** Task details **
Rewrite the entries below, replacing each "Identify" with "Locate" and keeping all other text unchanged. Omit the pictures from your answer.

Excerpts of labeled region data
----
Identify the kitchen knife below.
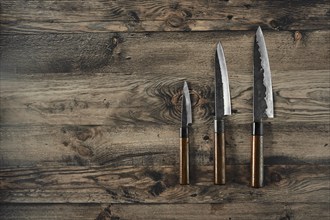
[214,42,231,184]
[251,27,274,188]
[180,81,192,185]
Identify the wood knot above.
[149,181,166,196]
[166,14,185,28]
[294,31,302,41]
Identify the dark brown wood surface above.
[0,0,330,220]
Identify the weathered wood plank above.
[0,70,330,126]
[0,202,330,220]
[1,0,330,33]
[0,31,330,75]
[0,123,330,167]
[0,165,330,204]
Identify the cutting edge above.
[217,42,231,115]
[183,81,192,125]
[256,27,274,118]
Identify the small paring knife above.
[180,81,192,185]
[214,42,231,184]
[251,27,274,188]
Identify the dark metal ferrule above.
[214,119,225,133]
[252,122,264,136]
[180,127,188,138]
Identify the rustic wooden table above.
[0,0,330,220]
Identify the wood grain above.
[0,31,330,74]
[0,165,329,203]
[0,202,329,220]
[0,124,330,167]
[0,70,330,126]
[1,0,330,33]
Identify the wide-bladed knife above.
[214,42,231,184]
[251,27,274,188]
[180,81,192,185]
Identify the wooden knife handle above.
[214,120,226,185]
[180,128,189,185]
[251,122,264,188]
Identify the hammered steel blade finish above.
[253,27,274,121]
[181,81,192,127]
[215,42,231,119]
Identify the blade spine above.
[253,27,274,121]
[215,41,231,119]
[183,81,192,126]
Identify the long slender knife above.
[214,42,231,184]
[180,81,192,185]
[251,27,274,188]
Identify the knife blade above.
[180,81,192,185]
[251,27,274,188]
[214,42,231,184]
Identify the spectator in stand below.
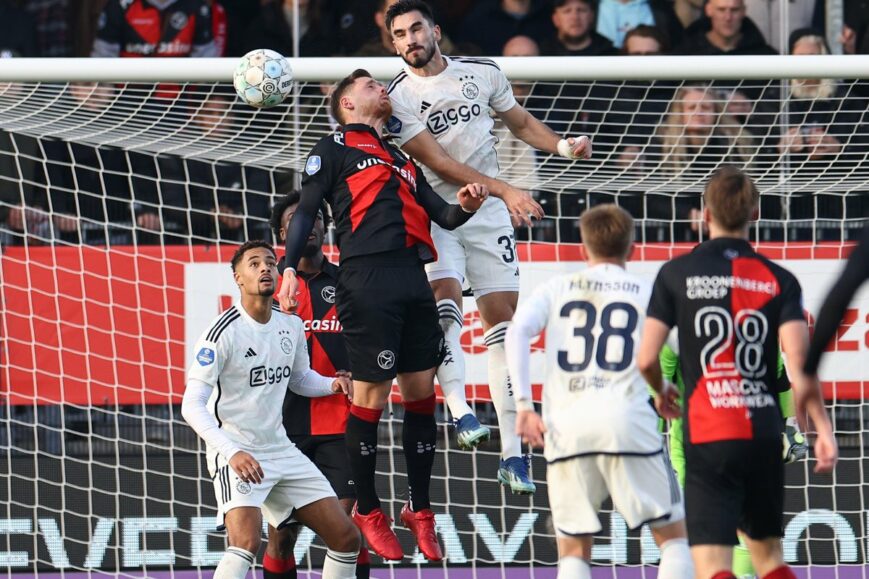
----
** Result of this exercise **
Locate the kitchen knife below.
[214,42,231,184]
[251,27,274,188]
[180,81,192,185]
Locate the wood knot above.
[149,181,166,196]
[166,14,185,28]
[294,31,302,41]
Locate the dark brown wood surface above.
[0,0,330,220]
Locate the weathered wood plank above.
[0,70,330,126]
[0,202,330,220]
[1,0,330,33]
[0,31,330,75]
[0,123,330,167]
[0,165,330,204]
Locate the cutting edge above.
[217,42,231,115]
[183,81,192,125]
[256,27,274,118]
Locate the small paring knife above.
[180,81,192,185]
[214,42,231,184]
[251,27,274,188]
Locate the dark metal ferrule above.
[214,119,225,133]
[252,122,264,136]
[180,127,188,138]
Locate the rustic wooden table above.
[0,0,330,220]
Locate the wood grain above.
[0,31,330,74]
[0,165,329,203]
[0,202,329,220]
[0,124,330,167]
[0,70,330,126]
[1,0,330,33]
Locate the wide-bladed knife above.
[214,42,231,184]
[251,27,274,188]
[180,81,192,185]
Locate the wooden knife handle above.
[214,120,226,185]
[180,128,189,185]
[251,122,264,188]
Locate the hammered steel blade finish above.
[253,27,274,121]
[181,81,192,127]
[215,42,231,119]
Locate the blade spine above.
[253,27,274,121]
[215,41,231,119]
[183,81,192,126]
Locate the long slender knife above.
[214,42,231,184]
[180,81,192,185]
[251,27,274,188]
Locate the knife blade above.
[180,81,192,185]
[251,27,274,188]
[214,42,231,184]
Locate the spectator in stand below.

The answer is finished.